## What you need to do:
Please return the full listing below without altering anything.

+===+

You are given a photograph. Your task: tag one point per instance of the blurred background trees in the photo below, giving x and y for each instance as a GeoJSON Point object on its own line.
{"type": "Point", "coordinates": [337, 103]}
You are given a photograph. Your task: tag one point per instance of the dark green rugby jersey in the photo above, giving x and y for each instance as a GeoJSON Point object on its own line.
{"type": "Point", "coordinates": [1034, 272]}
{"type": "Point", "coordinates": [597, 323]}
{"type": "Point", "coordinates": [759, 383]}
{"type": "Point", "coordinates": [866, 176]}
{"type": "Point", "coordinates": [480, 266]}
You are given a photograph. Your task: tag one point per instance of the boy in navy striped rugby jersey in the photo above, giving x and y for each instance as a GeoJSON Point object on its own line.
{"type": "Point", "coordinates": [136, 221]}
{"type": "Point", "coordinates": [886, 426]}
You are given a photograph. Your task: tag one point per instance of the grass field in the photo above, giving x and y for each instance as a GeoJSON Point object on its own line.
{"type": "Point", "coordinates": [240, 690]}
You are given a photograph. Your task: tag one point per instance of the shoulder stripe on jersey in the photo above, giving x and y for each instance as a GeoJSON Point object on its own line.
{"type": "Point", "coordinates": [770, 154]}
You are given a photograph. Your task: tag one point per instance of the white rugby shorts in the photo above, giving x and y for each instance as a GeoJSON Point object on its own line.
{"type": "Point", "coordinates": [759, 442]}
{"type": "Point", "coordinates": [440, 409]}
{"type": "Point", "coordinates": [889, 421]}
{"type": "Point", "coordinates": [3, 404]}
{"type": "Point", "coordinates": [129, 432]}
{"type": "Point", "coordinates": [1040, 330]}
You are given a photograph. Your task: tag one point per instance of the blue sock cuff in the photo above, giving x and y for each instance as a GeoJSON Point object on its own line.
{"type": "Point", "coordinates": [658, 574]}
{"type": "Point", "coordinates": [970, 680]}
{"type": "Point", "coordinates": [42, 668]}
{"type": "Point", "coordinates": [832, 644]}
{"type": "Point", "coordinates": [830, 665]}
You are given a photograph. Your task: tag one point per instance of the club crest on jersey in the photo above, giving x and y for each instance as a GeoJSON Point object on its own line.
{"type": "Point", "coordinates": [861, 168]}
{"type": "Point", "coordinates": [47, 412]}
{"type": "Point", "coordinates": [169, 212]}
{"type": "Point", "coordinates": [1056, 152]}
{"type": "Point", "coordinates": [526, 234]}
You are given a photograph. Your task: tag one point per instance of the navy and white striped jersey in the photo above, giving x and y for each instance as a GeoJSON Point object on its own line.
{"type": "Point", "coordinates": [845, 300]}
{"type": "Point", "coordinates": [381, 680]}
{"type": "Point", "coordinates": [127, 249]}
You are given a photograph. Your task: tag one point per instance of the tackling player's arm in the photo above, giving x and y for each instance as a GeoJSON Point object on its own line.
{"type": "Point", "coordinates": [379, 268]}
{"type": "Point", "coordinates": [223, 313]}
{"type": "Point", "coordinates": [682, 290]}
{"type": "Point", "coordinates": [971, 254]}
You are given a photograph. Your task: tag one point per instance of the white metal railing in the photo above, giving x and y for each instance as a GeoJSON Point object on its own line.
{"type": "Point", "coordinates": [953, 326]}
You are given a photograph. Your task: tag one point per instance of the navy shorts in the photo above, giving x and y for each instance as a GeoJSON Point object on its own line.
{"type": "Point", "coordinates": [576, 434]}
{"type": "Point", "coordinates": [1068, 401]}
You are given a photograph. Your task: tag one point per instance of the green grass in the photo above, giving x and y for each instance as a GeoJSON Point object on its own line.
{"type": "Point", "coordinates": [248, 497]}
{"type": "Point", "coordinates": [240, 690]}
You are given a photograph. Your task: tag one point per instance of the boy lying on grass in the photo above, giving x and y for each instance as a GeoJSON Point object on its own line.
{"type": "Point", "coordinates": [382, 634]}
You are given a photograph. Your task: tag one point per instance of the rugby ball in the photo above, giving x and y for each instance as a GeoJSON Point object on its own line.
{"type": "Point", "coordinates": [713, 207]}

+===+

## Task result:
You are given a photograph. Your task: tag one point per instance of the blurred background trees in the photo below, giving x and y for each instance as a GeoJSON Point object on its own line.
{"type": "Point", "coordinates": [337, 103]}
You are given a photograph. Your task: tag one point per instance of the dark green rugby jersey in the photo above, giving x and y for each instance as a GeoJSON Point object on its own line.
{"type": "Point", "coordinates": [1034, 272]}
{"type": "Point", "coordinates": [597, 323]}
{"type": "Point", "coordinates": [759, 383]}
{"type": "Point", "coordinates": [866, 176]}
{"type": "Point", "coordinates": [480, 266]}
You are given a photograph. Your task: tag one point per instance of the boy in navy striped rugby jersey in the photo above, giving x and y for each instance as a GeoJSON Point object on its own line.
{"type": "Point", "coordinates": [136, 221]}
{"type": "Point", "coordinates": [886, 426]}
You are given a photograph. Your task: tag one point per instance of the grass field in the photo above, giving x and y for each instance as a GeoJSON Point object on its own line.
{"type": "Point", "coordinates": [240, 690]}
You are given a photograph. Your task: tag one point per instance of the shoulder stripe on jersey in the photo above, giving x and y for each instance as a GeoJSON Point object on its own line.
{"type": "Point", "coordinates": [770, 154]}
You are given a photograph. Your task: tag one point per instance of the white rugby shorts in the photo above, giving x and y for each instance as a GeoJSON Point object on its own line.
{"type": "Point", "coordinates": [759, 442]}
{"type": "Point", "coordinates": [440, 409]}
{"type": "Point", "coordinates": [889, 421]}
{"type": "Point", "coordinates": [3, 404]}
{"type": "Point", "coordinates": [129, 432]}
{"type": "Point", "coordinates": [1040, 330]}
You are given a photograph. Your task: tag one point per instance of the blue sock cuff in the photo above, giving x and y for each instance as a GeoJSON Point object on its own line.
{"type": "Point", "coordinates": [658, 574]}
{"type": "Point", "coordinates": [970, 680]}
{"type": "Point", "coordinates": [42, 668]}
{"type": "Point", "coordinates": [832, 644]}
{"type": "Point", "coordinates": [830, 665]}
You are given a photograph. Your task: tag one point per instance of the club crest on jersey in the photo above, giving x and y for each instance as a GeoJSON Point object on its own line.
{"type": "Point", "coordinates": [861, 168]}
{"type": "Point", "coordinates": [47, 412]}
{"type": "Point", "coordinates": [169, 212]}
{"type": "Point", "coordinates": [1056, 152]}
{"type": "Point", "coordinates": [526, 234]}
You are given a photograph. Your task: tag one point per instance of the navy and white striped jersey in the photo above, giving x and y for each instance as a GeoJSON Point object on its own line.
{"type": "Point", "coordinates": [845, 300]}
{"type": "Point", "coordinates": [381, 680]}
{"type": "Point", "coordinates": [127, 249]}
You are given a photograph. Your task: tag one point per instance of the tackling player's arm in the photo above, giving x and y for each instance as a GeoJSON Point object on its own line.
{"type": "Point", "coordinates": [379, 268]}
{"type": "Point", "coordinates": [223, 313]}
{"type": "Point", "coordinates": [682, 290]}
{"type": "Point", "coordinates": [971, 254]}
You are given a photograph. Your task: tag one point per instance of the white metal railing in the photo above, giving x and y for each instance as a GeoJSON Point object on its own line.
{"type": "Point", "coordinates": [953, 326]}
You are given a photograph. Your task: tag one point per instance of the navy shorts in the photo above, giving x and y for each instance as a GeoJSON Point object on its own line.
{"type": "Point", "coordinates": [576, 434]}
{"type": "Point", "coordinates": [1068, 401]}
You are given a photograph. Your task: tag one point per instance of the green grass in the photo above, giving x and y for each instance as a GeoJSON Point object on its own line.
{"type": "Point", "coordinates": [248, 497]}
{"type": "Point", "coordinates": [240, 690]}
You are given a photograph. Your task: tag one point per instance of the boy lying on grass in the photo above, giving x and y for each instance as a GeoJSON Point object on its own line.
{"type": "Point", "coordinates": [382, 634]}
You are given a photograph. Your task: tag one point per instance of the rugby ball in the photo above, giving x and y for each instance as a GeoJSON Point object on its own line.
{"type": "Point", "coordinates": [713, 207]}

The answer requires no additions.